『僕たちが何者でもなかった頃の話をしよう』という本に、羽生善治さんが講演や対談で話したことが書かれている。
人間、誰でも生きていれば大きな決断に迫られることがある。
棋士である羽生さんは、将棋を通じて一般人の人生を凝縮したような決断を若い時期から経験している。
勝負師としての経験から語られる言葉は非常に興味深い。
本の中で「長い物差し」「短い物差し」の話が出てくる。
これは経験から得るものであり、物事を習得するのにかかった時間が基準となる。
短い物差しだけではなく、長い物差しなど、目標に挑むためには、様々な種類の物差しが必要であると説く。
受験や資格の勉強をしていると、短い物差しだけが価値であるかのように錯覚する。
「現役合格」「一発合格」「短期合格」と、塾や予備校を中心に短い物差しの視点で煽り立てる。
もちろん、短い時間で結果を出せる力は高い能力だと認める。(負け惜しみではなく…)
日本では、「医学部9浪です」なんていうと、注目を浴びるが、これは多様性の少なさの証である。
海外に目を向けると、社会人を経験してから大学に入る人もたくさんおり、年齢だとかチャレンジした数で珍しがられる傾向は少ないはずである。
不合格が続くと、早く合格した人間が正しく価値があり、自分がどうしようもない人間に感じることがある。

** 情報 **
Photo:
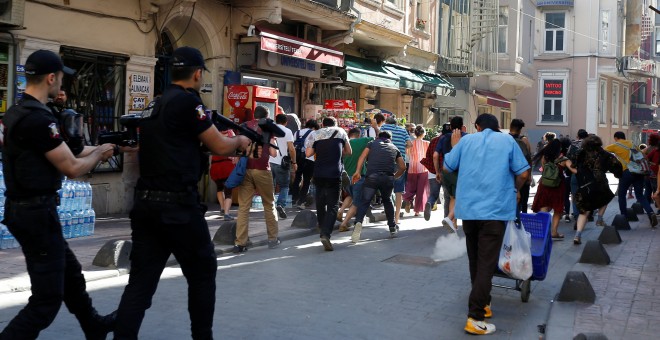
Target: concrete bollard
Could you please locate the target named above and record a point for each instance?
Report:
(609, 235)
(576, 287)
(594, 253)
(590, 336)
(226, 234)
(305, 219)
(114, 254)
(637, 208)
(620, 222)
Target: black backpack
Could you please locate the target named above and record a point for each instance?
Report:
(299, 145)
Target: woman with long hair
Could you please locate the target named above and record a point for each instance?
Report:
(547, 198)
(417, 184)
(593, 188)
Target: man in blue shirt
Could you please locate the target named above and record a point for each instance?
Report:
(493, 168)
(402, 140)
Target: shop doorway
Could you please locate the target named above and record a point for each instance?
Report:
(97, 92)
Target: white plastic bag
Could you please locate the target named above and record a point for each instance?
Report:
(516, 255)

** 練習問題 **
1 – 本文で、塾や予備校が短い物差しの視点で煽り立てる言葉として挙げられているものをすべて書き出しなさい。
2 – 本文の「勝負師としての経験から語られる言葉は非常に興味深い。」から「もちろん、短い時間で結果を出せる力は高い能力だと認める。(負け惜しみではなく…)」まで（両端を含む）を、一字一句そのまま書き写しなさい。

** 問題の解答 **
1 – 「現役合格」「一発合格」「短期合格」

2 –
勝負師としての経験から語られる言葉は非常に興味深い。
本の中で「長い物差し」「短い物差し」の話が出てくる。
これは経験から得るものであり、物事を習得するのにかかった時間が基準となる。
短い物差しだけではなく、長い物差しなど、目標に挑むためには、様々な種類の物差しが必要であると説く。
受験や資格の勉強をしていると、短い物差しだけが価値であるかのように錯覚する。
「現役合格」「一発合格」「短期合格」と、塾や予備校を中心に短い物差しの視点で煽り立てる。
もちろん、短い時間で結果を出せる力は高い能力だと認める。(負け惜しみではなく…)